== DOCUMENT SEGMENT

The clustered index key is present in the leaf and maybe non-leaf levels of all nonclustered indexes, but there's nothing wrong with explicitly specifying it. SQL won't add it twice (it's smarter than that) and what happens if the clustered index is moved? If you don't have the clustered index key explicitly specified and it's needed in the index, then that index becomes less useful just because the clustered index has changed. Not desired behaviour.
Gail Shaw
Microsoft Certified Master: SQL Server, MVP, M.Sc (Comp Sci)
SQL In The Wild: Discussions on DB performance with occasional diversions into recoverability
January 21, 2011 at 12:39 pm
I'm sorry but may be it is because I am 'old school'. I have been working with SQL Server for over 15 years. It used to be true that creating a clustered index on a key that would cause the table to increment always at the end ( i.e datetime, ID column) was bad if the table was very active (inserts). It would cause pages at the end of the table to be hot and contention would follow. When I did P & T gigs, we would pick a clustered index that would disperse this traffic and cause multiple entry points in the table. Yes this is more expensive but it would reduce locking issues.

====

■ DIRECTIONS:
A) Decide whether each statement agrees with the text on clustered indexes. Answer yes or no for each, quoting the words of the text that decide it.
(i) Explicitly specifying the clustered index key in a nonclustered index makes SQL add it twice.
(ii) The second writer has worked with SQL Server for more than 15 years.
(iii) The second writer says a clustered index that dispersed traffic would reduce locking issues.
B) Please write out the records below word for word, from the line containing "For the mapping pass, tag each instance of the succulent" through the last line of the records, including both.

== DATA TO USE

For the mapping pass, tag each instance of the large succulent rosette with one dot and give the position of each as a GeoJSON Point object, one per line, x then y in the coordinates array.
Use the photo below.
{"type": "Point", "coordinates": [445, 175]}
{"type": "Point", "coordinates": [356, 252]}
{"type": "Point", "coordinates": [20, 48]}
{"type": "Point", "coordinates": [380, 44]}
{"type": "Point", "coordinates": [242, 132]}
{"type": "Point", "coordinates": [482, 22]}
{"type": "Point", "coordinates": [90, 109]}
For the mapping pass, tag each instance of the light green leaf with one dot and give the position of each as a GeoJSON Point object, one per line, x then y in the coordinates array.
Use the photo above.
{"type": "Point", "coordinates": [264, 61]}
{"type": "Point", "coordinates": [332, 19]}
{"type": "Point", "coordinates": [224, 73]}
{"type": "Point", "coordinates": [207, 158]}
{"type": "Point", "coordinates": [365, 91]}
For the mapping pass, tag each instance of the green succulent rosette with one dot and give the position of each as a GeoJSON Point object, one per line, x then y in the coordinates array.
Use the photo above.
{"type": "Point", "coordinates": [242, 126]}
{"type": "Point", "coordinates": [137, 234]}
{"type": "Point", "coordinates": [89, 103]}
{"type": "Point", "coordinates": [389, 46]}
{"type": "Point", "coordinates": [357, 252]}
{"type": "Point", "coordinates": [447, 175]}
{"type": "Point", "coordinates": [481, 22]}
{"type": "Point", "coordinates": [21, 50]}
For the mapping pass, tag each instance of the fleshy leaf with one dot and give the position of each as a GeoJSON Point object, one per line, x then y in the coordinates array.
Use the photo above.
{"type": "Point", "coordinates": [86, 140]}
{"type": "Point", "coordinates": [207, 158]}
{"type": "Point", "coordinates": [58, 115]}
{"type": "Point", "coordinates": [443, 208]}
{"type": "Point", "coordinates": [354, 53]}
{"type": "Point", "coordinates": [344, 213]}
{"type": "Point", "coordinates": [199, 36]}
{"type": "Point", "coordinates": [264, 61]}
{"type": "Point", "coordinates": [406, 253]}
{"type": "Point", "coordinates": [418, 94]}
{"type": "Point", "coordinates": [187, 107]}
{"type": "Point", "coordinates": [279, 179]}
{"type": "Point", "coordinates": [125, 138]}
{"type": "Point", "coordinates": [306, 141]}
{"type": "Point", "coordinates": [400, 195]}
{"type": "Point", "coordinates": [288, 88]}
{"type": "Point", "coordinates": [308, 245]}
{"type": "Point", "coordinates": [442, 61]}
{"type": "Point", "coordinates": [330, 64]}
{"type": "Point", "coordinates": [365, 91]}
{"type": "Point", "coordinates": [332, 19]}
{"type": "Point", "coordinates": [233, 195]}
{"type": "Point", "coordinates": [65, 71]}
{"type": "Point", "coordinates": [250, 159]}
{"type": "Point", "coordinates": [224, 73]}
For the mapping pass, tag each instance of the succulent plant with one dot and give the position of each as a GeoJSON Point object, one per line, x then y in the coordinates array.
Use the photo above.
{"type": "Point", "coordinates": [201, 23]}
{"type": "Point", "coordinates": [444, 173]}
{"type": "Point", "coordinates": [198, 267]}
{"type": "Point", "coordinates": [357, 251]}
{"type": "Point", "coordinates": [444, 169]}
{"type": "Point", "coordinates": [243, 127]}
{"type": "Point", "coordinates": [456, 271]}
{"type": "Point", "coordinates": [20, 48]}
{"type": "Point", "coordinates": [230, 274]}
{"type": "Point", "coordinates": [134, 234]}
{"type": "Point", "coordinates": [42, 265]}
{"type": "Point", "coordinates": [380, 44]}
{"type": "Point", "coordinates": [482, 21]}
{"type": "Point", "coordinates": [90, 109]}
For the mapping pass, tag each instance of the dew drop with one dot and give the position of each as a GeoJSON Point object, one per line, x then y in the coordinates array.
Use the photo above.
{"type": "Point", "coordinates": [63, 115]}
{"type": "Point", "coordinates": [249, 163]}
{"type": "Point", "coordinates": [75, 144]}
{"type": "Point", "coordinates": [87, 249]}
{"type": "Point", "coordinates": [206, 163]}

====

■ RESULTS OF THE EXERCISE:
A)
(i) No: "SQL won't add it twice (it's smarter than that)"
(ii) Yes: "I have been working with SQL Server for over 15 years."
(iii) Yes: "Yes this is more expensive but it would reduce locking issues."

B)
For the mapping pass, tag each instance of the succulent plant with one dot and give the position of each as a GeoJSON Point object, one per line, x then y in the coordinates array.
Use the photo above.
{"type": "Point", "coordinates": [201, 23]}
{"type": "Point", "coordinates": [444, 173]}
{"type": "Point", "coordinates": [198, 267]}
{"type": "Point", "coordinates": [357, 251]}
{"type": "Point", "coordinates": [444, 169]}
{"type": "Point", "coordinates": [243, 127]}
{"type": "Point", "coordinates": [456, 271]}
{"type": "Point", "coordinates": [20, 48]}
{"type": "Point", "coordinates": [230, 274]}
{"type": "Point", "coordinates": [134, 234]}
{"type": "Point", "coordinates": [42, 265]}
{"type": "Point", "coordinates": [380, 44]}
{"type": "Point", "coordinates": [482, 21]}
{"type": "Point", "coordinates": [90, 109]}
For the mapping pass, tag each instance of the dew drop with one dot and give the position of each as a GeoJSON Point object, one per line, x then y in the coordinates array.
Use the photo above.
{"type": "Point", "coordinates": [63, 115]}
{"type": "Point", "coordinates": [249, 163]}
{"type": "Point", "coordinates": [75, 144]}
{"type": "Point", "coordinates": [87, 249]}
{"type": "Point", "coordinates": [206, 163]}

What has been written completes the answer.